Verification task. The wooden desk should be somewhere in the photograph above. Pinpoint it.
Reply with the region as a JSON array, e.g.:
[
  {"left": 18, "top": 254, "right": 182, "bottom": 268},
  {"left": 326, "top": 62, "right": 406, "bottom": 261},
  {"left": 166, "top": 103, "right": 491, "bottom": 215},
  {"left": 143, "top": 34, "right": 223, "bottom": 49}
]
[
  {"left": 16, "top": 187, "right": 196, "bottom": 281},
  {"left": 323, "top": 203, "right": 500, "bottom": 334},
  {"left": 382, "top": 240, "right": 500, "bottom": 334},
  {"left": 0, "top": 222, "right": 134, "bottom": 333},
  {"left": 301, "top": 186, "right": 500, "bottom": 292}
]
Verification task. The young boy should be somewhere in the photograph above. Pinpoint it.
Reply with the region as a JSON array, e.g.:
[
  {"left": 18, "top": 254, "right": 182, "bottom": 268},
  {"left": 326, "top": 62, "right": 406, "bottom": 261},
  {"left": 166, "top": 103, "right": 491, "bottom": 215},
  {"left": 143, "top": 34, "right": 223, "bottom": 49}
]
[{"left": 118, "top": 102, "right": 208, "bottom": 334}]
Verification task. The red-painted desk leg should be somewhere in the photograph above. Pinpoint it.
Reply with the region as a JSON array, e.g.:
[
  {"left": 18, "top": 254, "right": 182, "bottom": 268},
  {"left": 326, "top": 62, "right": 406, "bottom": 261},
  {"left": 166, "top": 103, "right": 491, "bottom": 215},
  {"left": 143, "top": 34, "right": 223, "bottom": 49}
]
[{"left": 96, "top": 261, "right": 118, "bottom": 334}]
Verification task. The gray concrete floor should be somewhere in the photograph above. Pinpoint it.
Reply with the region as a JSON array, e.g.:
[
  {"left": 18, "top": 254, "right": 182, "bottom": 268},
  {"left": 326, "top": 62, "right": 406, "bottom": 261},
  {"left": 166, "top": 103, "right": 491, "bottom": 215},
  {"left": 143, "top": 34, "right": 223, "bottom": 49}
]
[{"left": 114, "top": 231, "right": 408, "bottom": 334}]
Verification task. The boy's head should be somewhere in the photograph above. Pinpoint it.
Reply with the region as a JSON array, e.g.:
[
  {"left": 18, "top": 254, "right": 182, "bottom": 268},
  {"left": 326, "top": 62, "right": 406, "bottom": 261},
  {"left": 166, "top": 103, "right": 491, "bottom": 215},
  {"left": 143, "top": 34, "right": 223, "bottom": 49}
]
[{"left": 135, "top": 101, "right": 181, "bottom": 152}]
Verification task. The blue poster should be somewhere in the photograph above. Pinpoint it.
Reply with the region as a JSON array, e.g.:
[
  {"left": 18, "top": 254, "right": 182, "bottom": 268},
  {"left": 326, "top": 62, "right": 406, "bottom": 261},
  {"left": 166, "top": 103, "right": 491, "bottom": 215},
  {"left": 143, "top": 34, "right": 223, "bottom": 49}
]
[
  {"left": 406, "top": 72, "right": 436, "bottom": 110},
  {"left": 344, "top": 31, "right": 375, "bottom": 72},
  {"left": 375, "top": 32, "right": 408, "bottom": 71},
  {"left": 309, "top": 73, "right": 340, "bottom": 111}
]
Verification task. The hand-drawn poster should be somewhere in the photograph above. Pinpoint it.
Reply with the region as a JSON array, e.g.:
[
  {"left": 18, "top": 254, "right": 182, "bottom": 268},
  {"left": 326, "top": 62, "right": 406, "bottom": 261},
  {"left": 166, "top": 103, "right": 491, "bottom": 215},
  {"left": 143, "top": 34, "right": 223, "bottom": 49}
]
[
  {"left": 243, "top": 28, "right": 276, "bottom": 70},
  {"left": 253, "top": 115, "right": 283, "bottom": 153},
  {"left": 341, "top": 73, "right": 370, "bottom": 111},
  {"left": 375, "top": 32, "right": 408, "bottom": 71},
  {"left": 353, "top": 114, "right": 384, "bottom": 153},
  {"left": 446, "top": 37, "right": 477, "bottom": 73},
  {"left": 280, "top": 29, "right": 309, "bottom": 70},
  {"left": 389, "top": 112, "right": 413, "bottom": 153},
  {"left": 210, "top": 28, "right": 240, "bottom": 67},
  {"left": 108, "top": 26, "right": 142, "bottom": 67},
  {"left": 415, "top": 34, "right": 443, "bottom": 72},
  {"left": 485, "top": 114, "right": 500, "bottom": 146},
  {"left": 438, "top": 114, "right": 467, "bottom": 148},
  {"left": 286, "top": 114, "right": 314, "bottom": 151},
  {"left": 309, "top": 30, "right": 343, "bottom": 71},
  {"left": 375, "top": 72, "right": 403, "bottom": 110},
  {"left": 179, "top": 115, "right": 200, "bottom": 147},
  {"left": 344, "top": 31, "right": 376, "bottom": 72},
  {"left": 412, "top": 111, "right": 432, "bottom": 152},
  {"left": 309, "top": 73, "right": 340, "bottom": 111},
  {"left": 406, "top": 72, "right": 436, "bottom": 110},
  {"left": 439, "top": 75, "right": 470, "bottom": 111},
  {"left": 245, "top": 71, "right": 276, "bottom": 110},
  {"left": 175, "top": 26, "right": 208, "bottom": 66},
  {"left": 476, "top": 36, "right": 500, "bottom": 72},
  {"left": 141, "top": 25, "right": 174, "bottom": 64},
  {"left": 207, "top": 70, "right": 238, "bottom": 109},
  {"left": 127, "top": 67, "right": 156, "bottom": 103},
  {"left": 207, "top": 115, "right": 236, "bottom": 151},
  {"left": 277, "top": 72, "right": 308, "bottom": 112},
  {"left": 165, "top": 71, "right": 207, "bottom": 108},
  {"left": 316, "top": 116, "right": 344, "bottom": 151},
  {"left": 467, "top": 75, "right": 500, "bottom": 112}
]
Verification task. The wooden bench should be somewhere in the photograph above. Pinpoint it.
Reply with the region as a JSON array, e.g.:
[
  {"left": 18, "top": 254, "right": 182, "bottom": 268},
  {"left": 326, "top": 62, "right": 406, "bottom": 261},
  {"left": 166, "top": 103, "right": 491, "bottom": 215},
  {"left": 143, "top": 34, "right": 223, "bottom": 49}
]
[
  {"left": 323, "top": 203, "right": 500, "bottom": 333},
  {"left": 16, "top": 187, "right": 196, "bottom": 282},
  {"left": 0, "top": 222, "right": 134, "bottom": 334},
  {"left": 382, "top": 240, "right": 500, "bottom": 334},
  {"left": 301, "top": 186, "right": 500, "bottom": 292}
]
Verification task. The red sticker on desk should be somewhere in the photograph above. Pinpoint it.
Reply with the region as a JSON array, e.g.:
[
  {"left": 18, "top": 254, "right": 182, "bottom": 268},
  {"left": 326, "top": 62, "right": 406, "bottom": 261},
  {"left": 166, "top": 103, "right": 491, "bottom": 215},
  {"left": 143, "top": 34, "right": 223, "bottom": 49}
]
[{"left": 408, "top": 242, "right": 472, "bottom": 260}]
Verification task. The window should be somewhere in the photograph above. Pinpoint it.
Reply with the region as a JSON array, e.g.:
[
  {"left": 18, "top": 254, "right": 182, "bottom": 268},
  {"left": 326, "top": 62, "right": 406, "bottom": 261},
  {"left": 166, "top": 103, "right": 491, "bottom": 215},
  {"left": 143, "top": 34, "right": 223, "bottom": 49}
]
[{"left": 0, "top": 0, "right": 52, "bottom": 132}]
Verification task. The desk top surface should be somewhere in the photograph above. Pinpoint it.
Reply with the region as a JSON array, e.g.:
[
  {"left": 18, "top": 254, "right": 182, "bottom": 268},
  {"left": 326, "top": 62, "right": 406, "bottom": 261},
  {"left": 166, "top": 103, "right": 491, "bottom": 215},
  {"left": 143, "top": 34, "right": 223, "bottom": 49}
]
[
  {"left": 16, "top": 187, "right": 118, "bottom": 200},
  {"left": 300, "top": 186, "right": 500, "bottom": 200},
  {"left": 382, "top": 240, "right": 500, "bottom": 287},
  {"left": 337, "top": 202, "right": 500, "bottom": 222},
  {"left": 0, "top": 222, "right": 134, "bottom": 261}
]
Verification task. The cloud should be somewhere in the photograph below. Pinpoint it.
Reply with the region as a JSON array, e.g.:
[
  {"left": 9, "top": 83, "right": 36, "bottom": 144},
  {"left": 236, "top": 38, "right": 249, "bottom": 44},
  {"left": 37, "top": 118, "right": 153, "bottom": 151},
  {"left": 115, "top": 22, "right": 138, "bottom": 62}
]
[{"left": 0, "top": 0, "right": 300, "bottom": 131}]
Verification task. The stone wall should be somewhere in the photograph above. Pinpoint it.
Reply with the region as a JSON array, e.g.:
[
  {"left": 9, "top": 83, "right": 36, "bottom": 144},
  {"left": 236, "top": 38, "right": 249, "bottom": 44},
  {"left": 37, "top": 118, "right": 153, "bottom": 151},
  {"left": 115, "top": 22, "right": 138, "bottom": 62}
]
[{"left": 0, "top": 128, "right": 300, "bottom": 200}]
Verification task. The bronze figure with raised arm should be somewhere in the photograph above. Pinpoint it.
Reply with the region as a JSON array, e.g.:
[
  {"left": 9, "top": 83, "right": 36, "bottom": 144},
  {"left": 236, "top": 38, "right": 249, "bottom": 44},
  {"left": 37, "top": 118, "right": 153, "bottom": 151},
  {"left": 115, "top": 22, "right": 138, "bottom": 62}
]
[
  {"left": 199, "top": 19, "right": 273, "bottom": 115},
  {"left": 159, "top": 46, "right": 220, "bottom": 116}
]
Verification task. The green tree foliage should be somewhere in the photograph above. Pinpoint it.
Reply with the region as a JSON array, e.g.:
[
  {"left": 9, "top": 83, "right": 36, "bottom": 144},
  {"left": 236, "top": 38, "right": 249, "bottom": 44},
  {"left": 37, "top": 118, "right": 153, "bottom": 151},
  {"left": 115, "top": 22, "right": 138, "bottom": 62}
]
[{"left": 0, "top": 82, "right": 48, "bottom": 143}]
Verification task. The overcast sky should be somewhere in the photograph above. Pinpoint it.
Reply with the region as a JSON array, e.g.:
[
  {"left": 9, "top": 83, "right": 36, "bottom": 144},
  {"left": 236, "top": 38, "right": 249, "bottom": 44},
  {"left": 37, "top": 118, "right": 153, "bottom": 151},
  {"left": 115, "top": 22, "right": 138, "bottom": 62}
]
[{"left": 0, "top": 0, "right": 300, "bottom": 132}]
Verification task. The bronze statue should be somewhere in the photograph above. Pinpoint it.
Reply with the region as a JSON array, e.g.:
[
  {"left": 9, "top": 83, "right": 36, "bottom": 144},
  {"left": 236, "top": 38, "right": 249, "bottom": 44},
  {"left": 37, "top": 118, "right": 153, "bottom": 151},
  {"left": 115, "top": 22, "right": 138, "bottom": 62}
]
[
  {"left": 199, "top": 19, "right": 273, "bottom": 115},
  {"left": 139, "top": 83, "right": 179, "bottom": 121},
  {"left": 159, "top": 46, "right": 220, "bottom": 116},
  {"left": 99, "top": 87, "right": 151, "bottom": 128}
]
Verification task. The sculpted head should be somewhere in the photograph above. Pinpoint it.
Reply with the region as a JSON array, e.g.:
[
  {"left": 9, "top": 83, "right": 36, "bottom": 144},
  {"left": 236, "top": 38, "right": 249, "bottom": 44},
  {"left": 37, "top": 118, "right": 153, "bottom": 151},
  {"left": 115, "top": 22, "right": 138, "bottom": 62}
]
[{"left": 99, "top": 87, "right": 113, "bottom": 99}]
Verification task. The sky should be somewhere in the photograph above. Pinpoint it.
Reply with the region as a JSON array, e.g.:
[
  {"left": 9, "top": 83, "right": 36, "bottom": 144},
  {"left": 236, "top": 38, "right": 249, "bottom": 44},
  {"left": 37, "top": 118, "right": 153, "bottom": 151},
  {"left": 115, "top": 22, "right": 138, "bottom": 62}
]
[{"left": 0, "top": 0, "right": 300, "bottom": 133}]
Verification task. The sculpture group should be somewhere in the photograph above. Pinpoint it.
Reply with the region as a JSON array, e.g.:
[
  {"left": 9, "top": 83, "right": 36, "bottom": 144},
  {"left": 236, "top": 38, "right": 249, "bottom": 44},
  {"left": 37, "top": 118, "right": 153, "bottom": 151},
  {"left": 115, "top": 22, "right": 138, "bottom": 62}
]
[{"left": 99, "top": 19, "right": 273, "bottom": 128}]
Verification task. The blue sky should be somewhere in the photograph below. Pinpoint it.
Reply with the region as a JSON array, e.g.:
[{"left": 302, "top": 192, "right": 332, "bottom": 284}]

* * *

Work instructions:
How many lines of the items above contain the word "below"? Reply with the number alone.

Result of this exercise:
2